Records for processing
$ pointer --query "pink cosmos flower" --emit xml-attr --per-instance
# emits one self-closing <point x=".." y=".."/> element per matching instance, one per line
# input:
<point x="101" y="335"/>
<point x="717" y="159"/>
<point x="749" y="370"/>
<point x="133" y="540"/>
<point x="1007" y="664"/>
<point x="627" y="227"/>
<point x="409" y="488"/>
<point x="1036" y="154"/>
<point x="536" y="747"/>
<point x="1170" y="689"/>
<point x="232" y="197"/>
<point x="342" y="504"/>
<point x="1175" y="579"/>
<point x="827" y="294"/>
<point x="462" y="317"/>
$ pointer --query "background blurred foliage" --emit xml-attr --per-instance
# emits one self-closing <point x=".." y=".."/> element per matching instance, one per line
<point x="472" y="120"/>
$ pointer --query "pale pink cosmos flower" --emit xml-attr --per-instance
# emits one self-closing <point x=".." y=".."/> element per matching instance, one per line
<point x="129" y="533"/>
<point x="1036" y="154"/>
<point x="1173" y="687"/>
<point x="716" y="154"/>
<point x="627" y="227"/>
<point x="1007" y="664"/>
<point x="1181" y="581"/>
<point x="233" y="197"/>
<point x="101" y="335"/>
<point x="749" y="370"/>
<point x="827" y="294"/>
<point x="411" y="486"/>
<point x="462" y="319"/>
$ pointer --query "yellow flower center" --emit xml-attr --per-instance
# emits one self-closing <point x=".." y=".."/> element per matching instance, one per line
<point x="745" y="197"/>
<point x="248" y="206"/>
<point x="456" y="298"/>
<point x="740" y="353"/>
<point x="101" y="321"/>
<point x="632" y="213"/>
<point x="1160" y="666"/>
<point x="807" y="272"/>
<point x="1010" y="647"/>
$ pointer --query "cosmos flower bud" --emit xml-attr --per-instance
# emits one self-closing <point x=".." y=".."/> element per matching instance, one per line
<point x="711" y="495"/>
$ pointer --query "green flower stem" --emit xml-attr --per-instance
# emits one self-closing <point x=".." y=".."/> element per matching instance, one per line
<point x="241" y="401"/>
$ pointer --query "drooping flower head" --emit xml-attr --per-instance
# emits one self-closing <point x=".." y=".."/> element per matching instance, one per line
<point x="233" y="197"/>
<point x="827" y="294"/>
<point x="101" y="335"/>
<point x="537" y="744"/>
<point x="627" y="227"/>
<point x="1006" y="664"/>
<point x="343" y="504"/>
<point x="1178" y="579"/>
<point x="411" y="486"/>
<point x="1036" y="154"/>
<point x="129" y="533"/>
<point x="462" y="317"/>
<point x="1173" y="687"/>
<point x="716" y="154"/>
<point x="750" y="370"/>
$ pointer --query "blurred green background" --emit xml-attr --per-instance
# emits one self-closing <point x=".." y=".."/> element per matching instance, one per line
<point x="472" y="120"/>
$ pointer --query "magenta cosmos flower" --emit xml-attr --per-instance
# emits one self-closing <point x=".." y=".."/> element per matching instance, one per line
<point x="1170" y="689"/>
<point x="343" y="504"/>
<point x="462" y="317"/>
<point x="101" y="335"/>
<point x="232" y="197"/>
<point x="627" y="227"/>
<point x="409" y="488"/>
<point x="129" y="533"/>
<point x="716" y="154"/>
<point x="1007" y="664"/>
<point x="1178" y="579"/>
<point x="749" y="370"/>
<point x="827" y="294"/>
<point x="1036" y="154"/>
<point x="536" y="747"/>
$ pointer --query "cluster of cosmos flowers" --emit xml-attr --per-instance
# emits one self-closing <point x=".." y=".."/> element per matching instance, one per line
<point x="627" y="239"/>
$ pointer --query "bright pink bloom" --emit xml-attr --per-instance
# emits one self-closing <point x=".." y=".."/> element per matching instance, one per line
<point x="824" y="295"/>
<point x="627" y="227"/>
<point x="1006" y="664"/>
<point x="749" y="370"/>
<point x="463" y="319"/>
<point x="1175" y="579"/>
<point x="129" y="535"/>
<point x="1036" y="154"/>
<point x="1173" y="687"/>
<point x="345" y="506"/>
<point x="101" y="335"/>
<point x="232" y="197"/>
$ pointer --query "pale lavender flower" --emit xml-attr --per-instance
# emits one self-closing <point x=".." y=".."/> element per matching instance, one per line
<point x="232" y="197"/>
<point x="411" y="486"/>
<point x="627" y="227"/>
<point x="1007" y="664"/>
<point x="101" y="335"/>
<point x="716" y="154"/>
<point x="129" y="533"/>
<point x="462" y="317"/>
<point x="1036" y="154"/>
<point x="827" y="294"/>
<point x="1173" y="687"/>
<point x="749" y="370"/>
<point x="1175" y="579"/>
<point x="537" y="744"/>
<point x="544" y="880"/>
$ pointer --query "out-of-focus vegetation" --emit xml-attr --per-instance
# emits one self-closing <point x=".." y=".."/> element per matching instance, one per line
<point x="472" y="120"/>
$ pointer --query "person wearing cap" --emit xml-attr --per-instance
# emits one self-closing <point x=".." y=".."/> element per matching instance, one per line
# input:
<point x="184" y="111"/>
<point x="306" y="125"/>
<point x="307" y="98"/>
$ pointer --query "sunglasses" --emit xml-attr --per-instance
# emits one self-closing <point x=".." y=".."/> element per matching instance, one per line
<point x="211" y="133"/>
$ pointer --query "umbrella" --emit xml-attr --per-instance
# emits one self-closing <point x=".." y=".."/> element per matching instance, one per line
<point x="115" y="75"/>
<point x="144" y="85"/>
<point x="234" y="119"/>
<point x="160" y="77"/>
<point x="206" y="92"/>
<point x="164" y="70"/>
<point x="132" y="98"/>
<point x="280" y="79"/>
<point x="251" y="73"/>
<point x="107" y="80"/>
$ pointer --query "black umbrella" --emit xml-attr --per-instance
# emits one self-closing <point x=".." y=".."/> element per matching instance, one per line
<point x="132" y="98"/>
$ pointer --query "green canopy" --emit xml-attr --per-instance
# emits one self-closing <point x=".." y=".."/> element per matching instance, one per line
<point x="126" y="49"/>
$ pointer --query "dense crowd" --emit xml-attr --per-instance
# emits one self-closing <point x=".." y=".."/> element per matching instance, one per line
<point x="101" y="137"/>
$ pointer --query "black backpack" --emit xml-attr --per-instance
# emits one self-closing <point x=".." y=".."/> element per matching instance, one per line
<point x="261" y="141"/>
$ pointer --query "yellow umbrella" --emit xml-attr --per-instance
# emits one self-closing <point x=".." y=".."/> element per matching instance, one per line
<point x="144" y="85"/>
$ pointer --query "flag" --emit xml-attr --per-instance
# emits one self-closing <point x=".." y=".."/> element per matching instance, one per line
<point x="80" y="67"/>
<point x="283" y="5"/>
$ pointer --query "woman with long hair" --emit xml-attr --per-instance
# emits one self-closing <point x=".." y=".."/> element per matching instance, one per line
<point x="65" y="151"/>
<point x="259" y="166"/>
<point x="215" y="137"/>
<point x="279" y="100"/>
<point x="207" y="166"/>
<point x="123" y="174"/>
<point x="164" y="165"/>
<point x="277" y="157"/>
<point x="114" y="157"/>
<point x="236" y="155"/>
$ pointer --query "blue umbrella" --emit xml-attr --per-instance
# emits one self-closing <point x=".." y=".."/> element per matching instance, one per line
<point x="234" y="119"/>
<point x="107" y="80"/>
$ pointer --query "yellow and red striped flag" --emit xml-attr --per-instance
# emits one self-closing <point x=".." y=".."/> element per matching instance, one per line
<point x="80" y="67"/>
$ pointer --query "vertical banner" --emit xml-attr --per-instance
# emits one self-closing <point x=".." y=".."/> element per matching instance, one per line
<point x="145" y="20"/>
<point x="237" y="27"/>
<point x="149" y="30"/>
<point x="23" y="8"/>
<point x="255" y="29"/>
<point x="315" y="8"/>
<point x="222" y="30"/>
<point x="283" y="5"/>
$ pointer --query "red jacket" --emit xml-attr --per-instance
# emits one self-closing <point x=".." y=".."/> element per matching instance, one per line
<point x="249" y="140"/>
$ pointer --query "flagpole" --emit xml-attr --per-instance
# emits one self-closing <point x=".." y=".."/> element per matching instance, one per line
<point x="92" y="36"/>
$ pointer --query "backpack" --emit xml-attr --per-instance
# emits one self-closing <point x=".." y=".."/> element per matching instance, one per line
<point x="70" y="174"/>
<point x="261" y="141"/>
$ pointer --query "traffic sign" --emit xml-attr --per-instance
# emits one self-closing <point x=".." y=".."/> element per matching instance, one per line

Set exercise
Please turn the lines from the one containing "and red striped" through the end of the rows into a numbered list, leaving out any blank lines.

Task solution
1. $ pointer --query "yellow and red striped flag" --emit xml-attr --per-instance
2. # emits one self-closing <point x=".." y=".."/> element per matching instance, one per line
3. <point x="80" y="67"/>
4. $ pointer --query "vertical banner" --emit xml-attr --per-instance
5. # emits one self-closing <point x=".." y=".."/> element per matching instance, one per line
6. <point x="145" y="20"/>
7. <point x="237" y="27"/>
8. <point x="149" y="30"/>
9. <point x="23" y="8"/>
10. <point x="255" y="29"/>
11. <point x="315" y="8"/>
12. <point x="222" y="30"/>
13. <point x="283" y="5"/>
14. $ pointer --query "red jacket" --emit xml-attr --per-instance
15. # emits one self-closing <point x=".." y=".."/> element per matching instance, one per line
16. <point x="249" y="140"/>
17. $ pointer --query "flagpole" --emit xml-attr --per-instance
18. # emits one self-closing <point x=".." y=".."/> element per matching instance, one per line
19. <point x="92" y="36"/>
20. $ pointer --query "backpack" --emit xml-attr --per-instance
21. # emits one self-closing <point x=".." y=".."/> element per matching instance, one per line
22. <point x="70" y="174"/>
23. <point x="261" y="141"/>
24. $ pointer --query "traffic sign" --emit xml-attr --per-instance
25. # emits one self-closing <point x=".." y=".."/> element per matching instance, one per line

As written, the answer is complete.